BEGIN Source document
For New Hampshire Citizens this is Not a Bad Joke – This is the Future.

Riddle: What is worse than a virus sweeping America and the government shutting down much of the economy?

Answer: A Virus, the shutdown, and then a tax hike on your shrinking paycheck.

For New Hampshire citizens this is not a bad joke. This is the future.

Related: How You Can Help Defuse New Hampshire’s Tax Hike Time Bomb

The Democrat state legislature placed a tax hike landmine in New Hampshire’s path. They pushed through a law last year in the 2020-2021 biennium budget that basically says “if the economy slows, taxes will be raised on New Hampshire citizens.”

Your job ends. Your paycheck thins. And then Democrats hit you with a tax hike.

How did New Hampshire taxpayers get in this position?

Starting under Gov. Maggie Hassan (D) and continuing through Gov. Chris Sununu (R) before Democrats won control of the General Court, there was agreement in Concord that the Business Profits Tax (BPT) and the Business Enterprise Tax (BET) – a payroll tax – were preventing further economic growth.

In 2015, Gov. Hassan, looking to run for U.S. Senate, signed Republican legislation that phased the BPT rate down from 8.5% to 7.9% and the BET rate down from 0.75% to 0.675% by 2018. New Hampshire prospered.

When Gov. Sununu took office in 2017, he and the Republicans continued on this pro-growth path, scheduling the BPT rate to be reduced to 7.7% in 2019 and 7.5% in 2021, and the BET rate to be reduced to 0.6% in 2019 and 0.5% in 2021.

But in November 2018, Republicans lost control of the state House and Senate and the fate of this much-needed tax relief became a lot less certain. The Democrats were committed to using their first budget to block the 2019 and 2021 rate cuts from taking effect.
END Source document
BEGIN Source material
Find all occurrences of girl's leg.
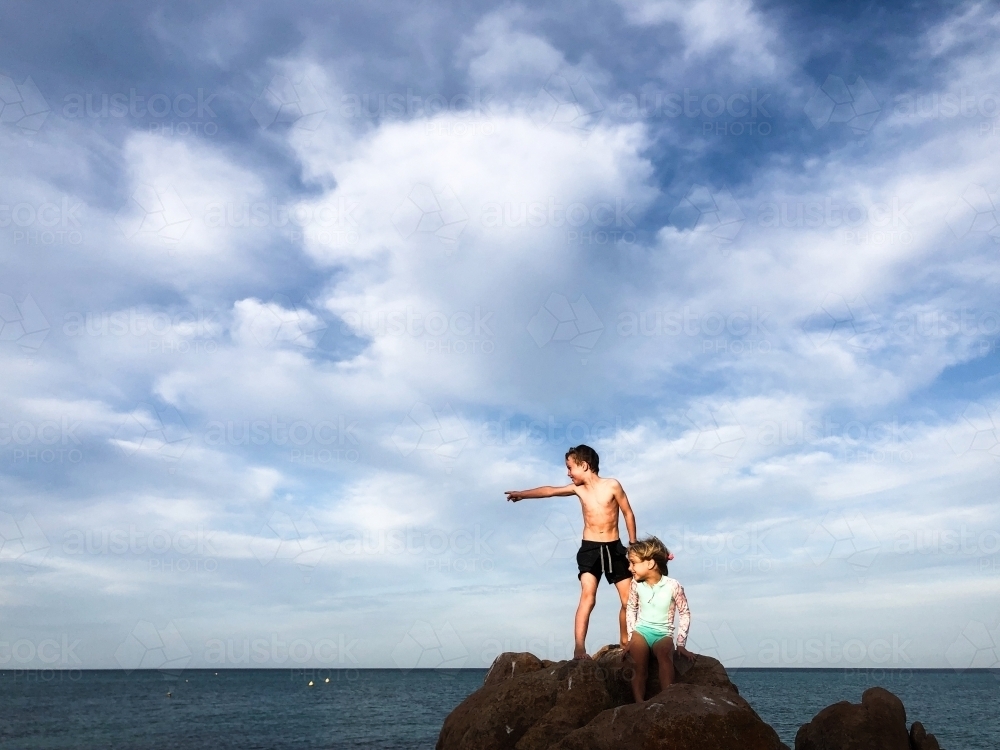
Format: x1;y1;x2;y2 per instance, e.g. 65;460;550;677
653;638;674;690
628;630;649;703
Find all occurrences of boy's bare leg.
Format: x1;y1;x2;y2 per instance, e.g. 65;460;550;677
628;633;649;703
653;638;674;691
573;573;597;659
615;578;632;648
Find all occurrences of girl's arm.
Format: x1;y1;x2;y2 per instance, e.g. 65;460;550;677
504;484;576;503
625;580;639;640
674;583;691;651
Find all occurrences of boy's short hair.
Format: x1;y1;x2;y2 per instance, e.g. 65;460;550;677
628;536;670;575
566;445;601;474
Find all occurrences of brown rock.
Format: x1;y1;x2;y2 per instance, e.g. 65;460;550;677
552;683;783;750
910;721;941;750
437;646;770;750
594;645;739;703
795;687;911;750
437;654;559;750
483;651;551;687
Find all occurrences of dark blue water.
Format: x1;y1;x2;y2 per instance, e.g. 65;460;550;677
0;669;1000;750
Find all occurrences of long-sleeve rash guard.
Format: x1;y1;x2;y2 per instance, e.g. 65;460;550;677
625;576;691;646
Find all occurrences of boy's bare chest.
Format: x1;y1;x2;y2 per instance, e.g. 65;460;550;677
579;492;617;512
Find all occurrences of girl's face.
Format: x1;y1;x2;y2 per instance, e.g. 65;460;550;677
628;555;658;581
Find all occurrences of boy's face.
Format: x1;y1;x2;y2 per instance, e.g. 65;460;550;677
628;555;657;581
566;456;590;485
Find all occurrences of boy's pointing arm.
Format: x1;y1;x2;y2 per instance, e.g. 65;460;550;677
504;484;576;503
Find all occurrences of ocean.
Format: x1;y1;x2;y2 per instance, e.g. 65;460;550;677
0;669;1000;750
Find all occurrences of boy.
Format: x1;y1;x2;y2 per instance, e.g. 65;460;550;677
506;445;636;659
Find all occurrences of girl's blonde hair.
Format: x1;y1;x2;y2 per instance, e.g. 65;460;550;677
628;536;670;575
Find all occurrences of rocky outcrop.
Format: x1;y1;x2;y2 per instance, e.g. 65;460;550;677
437;646;941;750
795;687;941;750
437;647;784;750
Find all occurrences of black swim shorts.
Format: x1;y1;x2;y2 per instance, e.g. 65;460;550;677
576;539;632;583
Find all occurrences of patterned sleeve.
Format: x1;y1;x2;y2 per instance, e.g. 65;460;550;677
625;580;639;639
674;583;691;646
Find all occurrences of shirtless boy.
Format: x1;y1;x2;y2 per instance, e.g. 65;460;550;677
506;445;636;659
END Source material
Study questions >>
• 1. According to the New Hampshire tax article, what rate was the Business Profits Tax phased down to by 2018 under the 2015 legislation?
• 2. Retype the New Hampshire tax article starting with "Starting under Gov." and going on through "0.5% in 2021.".
• 3. Write the next part of the New Hampshire tax article, beginning after its final sentence.

Answers to this exercise >>
• 1. 7.9%

• 2.
Starting under Gov. Maggie Hassan (D) and continuing through Gov. Chris Sununu (R) before Democrats won control of the General Court, there was agreement in Concord that the Business Profits Tax (BPT) and the Business Enterprise Tax (BET) – a payroll tax – were preventing further economic growth.

In 2015, Gov. Hassan, looking to run for U.S. Senate, signed Republican legislation that phased the BPT rate down from 8.5% to 7.9% and the BET rate down from 0.75% to 0.675% by 2018. New Hampshire prospered.

When Gov. Sununu took office in 2017, he and the Republicans continued on this pro-growth path, scheduling the BPT rate to be reduced to 7.7% in 2019 and 7.5% in 2021, and the BET rate to be reduced to 0.6% in 2019 and 0.5% in 2021.

• 3.
Gov. Sununu and the Republicans fought hard against this effort, but in the end, the Democrats were able to slip in a few poison pills.

The Democrats agreed to allow the 2019 tax cuts to take effect but included two tax triggers that are now going to be detrimental to economic recovery.

The first trigger makes the 2021 tax cuts contingent upon state revenues through June 30 coming in 6% over the forecast. The second trigger raises the current BPT and BET rates 2.6% and 12.5% respectively – from 7.7% to 7.9% and 0.6% to 0.675%, undoing the 2019 tax relief – if revenues through June 30 come in 6% below forecast.

Prior to the COVID-19 pandemic, the economy was booming and this whole arrangement seemed unfavorable to the Democrats. But now, the lockdown to prevent the spread of the virus has caused revenues to slump, and it is looking like the people of New Hampshire will face the consequences of the Democrats’ latter tax-hike trigger.

Under normal circumstances, business tax hikes – which are paid by people – result in lower wages, fewer jobs, and higher prices for consumers. After weeks of businesses being forced to close, tax hikes will be devastating, particularly the 12.5% increase in payroll taxes as people are looking for jobs.

Struggling businesses are already doing everything they can to avoid cutting hours, reducing pay, and laying off employees. Many have already had to move forward with these difficult decisions. Stealing the much-needed tax relief they were supposed to receive next year and piling on now with further rate hikes will only exacerbate the economic harm New Hampshire is already facing.

Fortunately, Gov. Sununu and the Republicans are going to do everything they can to stop the Democrat tax hikes from taking effect. “I wholeheartedly agree that this is not a time to raise taxes by 12.5% on our small businesses,” said Gov. Sununu in a letter to Jim Roche, President of the Business and Industry Association.

Gov. Sununu went on, “[t]o punish our employers with a tax increase at a time when many of them are hurting would be terrible public policy and harm our economic recovery. As such, when the legislature returns to Concord, I will call on them to repeal the business tax ‘triggers’ that were included in the state budget passed last year.”

During this time of crisis, Americans have been asking themselves what they can do to help.

New Hampshire’s House and Senate know what they can do. They can be part of the solution by repealing their planned tax hikes.